Take the line containing "wanted | a point" and every line after it in the data below, and print them exactly as given, with nothing else.

Stored data entries
◇ ◇ ◇ ◇ ◇ ◇ ◇

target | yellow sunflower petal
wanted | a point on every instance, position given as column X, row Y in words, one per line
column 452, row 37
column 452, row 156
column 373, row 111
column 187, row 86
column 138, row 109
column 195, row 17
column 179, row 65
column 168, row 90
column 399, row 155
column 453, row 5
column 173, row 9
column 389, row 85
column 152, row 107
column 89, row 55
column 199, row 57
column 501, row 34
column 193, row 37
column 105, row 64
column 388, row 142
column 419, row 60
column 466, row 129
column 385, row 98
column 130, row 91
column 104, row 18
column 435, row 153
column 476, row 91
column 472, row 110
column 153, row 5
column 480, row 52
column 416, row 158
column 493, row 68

◇ ◇ ◇ ◇ ◇ ◇ ◇

Result for this exercise >>
wanted | a point on every instance, position given as column X, row Y in words, one per line
column 452, row 37
column 452, row 156
column 373, row 111
column 187, row 86
column 138, row 109
column 195, row 17
column 179, row 65
column 168, row 90
column 399, row 155
column 453, row 5
column 173, row 9
column 389, row 85
column 152, row 107
column 89, row 55
column 199, row 57
column 501, row 34
column 193, row 37
column 105, row 64
column 388, row 142
column 419, row 60
column 466, row 129
column 385, row 98
column 130, row 91
column 104, row 18
column 435, row 153
column 476, row 91
column 472, row 110
column 153, row 5
column 480, row 52
column 416, row 158
column 493, row 68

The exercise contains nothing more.